Work required: In the data below, find the line that contains "Target: parked car" and the line that contains "Target: lamp post". Copy both, plus every line between them, exactly.

Supplied material:
....

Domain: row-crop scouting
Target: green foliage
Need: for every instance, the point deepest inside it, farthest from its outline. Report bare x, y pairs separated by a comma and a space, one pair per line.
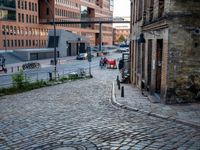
19, 80
121, 38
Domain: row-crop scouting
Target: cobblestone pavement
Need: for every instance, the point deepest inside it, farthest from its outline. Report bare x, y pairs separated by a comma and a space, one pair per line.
185, 113
78, 115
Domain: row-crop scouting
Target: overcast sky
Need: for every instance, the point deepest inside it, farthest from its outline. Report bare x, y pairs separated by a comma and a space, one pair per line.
121, 8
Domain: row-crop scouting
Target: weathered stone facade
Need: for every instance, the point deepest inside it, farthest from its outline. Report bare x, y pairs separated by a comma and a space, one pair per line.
167, 63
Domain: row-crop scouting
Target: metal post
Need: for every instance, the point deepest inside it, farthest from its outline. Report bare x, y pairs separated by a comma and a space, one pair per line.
122, 92
100, 37
5, 39
54, 28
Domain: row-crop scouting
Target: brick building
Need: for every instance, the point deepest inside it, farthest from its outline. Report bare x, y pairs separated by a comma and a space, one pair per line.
119, 31
165, 49
20, 21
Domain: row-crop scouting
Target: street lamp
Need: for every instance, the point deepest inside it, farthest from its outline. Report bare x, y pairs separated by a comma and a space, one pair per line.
54, 41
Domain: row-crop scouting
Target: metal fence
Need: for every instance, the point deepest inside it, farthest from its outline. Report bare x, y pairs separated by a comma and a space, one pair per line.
37, 75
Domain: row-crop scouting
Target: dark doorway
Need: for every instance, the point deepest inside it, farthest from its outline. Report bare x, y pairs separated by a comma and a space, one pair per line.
149, 61
69, 51
159, 65
82, 48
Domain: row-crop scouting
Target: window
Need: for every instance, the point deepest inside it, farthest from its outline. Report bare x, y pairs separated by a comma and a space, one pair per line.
4, 43
11, 30
18, 43
36, 19
26, 18
22, 4
12, 43
32, 6
33, 19
30, 19
47, 11
35, 7
22, 42
26, 43
18, 3
15, 43
25, 5
161, 8
4, 29
15, 30
29, 5
30, 43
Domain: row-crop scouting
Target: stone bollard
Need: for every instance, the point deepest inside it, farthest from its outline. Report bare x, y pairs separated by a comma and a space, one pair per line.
122, 91
118, 85
50, 76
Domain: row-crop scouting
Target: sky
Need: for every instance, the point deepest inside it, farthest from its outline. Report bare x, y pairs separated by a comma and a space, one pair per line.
121, 8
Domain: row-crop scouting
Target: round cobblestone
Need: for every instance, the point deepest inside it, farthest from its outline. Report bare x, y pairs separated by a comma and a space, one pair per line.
69, 145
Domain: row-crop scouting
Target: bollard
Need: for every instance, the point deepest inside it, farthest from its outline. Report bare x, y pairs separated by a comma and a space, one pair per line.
122, 91
118, 85
117, 79
50, 76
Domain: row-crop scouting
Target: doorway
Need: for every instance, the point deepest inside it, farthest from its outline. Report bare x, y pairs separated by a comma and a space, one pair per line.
159, 51
69, 52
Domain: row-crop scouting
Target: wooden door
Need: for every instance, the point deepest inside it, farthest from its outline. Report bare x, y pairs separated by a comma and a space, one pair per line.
159, 65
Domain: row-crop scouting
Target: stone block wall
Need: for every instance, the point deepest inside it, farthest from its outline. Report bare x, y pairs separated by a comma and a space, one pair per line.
184, 60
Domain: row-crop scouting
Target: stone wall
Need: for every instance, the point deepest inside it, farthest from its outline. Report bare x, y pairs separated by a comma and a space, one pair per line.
184, 52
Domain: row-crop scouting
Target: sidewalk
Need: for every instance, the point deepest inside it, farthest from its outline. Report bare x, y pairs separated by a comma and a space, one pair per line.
133, 100
14, 67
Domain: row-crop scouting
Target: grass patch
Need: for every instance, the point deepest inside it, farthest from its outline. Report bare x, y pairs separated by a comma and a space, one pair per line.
23, 84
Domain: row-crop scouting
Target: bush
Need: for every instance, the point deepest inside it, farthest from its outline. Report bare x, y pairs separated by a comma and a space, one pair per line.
19, 80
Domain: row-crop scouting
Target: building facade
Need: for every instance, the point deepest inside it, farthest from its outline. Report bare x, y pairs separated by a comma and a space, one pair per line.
21, 21
120, 31
165, 49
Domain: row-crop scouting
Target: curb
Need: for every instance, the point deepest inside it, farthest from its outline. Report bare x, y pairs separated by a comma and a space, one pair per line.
169, 118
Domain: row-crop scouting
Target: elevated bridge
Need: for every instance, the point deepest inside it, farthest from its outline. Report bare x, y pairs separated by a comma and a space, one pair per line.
96, 20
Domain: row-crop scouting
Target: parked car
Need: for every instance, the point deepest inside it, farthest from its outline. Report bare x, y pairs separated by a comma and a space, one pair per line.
82, 56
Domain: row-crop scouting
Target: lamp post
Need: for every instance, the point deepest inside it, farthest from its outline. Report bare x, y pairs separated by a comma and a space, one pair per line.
54, 39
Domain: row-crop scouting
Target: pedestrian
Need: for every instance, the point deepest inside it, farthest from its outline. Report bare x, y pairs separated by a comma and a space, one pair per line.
104, 61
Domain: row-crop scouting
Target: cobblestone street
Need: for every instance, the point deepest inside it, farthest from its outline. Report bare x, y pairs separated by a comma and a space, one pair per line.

....

Result:
Target: parked car
Need: for every instance, the point deepest inside it, farthest from its outline. Report bare x, y pairs separated by a comma and a space, one pair per line.
82, 56
Domain: row-crop scouting
Target: lamp post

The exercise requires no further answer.